**Description of the task:** Go over each line of the entries below, count those with "tram", and give only the count.

Items from a dataset:
• • • •

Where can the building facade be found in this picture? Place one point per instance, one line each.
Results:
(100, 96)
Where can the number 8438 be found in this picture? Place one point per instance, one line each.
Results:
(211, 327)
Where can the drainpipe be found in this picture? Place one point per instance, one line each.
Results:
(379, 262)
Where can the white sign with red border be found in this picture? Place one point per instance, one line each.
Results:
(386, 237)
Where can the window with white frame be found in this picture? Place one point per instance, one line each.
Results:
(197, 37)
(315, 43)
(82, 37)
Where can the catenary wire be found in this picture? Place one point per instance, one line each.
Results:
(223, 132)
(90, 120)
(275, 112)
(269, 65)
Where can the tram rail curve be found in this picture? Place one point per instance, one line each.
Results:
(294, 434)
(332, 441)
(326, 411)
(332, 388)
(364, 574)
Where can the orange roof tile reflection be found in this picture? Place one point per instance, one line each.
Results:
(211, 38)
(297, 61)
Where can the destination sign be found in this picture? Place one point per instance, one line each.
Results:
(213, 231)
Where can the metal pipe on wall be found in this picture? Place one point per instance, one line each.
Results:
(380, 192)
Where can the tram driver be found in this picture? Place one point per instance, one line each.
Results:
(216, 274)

• • • •

**Result of this exercise:** 2